**What to do**
Return all lines of the records that contain the word "front".

**Information given**
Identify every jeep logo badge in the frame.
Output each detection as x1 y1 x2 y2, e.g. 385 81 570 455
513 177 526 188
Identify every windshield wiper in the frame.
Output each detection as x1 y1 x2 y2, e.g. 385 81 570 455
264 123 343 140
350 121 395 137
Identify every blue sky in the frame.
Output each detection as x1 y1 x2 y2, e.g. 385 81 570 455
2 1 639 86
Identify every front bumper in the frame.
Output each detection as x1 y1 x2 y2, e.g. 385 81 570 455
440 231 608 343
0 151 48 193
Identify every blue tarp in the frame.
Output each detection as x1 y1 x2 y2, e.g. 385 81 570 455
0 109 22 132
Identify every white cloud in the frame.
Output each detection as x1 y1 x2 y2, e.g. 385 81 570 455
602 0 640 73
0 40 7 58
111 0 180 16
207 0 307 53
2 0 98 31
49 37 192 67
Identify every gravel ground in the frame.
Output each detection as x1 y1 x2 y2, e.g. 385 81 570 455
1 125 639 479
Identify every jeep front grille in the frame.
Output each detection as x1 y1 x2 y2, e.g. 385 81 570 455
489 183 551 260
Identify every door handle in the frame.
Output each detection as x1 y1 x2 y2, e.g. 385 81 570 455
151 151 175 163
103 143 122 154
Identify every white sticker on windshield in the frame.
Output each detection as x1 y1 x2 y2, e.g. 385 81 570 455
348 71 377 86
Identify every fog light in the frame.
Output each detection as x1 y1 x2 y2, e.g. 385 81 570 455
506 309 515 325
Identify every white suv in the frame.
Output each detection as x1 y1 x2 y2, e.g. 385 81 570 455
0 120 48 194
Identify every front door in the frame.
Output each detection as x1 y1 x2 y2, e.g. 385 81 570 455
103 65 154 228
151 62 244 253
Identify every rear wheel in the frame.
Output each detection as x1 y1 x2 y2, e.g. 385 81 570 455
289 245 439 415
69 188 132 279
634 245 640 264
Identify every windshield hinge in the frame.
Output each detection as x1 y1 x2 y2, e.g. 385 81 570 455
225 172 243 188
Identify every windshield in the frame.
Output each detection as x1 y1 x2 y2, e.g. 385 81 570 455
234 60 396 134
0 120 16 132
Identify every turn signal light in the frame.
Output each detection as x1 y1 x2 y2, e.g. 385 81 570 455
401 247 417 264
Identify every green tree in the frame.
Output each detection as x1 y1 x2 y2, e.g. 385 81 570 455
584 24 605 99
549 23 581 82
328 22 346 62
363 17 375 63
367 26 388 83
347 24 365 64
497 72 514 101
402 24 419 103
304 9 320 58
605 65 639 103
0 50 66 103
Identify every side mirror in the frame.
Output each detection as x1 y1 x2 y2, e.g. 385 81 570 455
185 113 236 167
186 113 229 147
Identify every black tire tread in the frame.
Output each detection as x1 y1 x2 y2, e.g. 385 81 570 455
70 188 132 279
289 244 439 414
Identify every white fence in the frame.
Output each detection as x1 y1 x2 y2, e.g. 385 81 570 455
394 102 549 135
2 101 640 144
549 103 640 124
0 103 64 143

**The completed task**
Identify every front bumper in the frame.
Identify every jeep front grille in the frame.
Identify every front door in the frame.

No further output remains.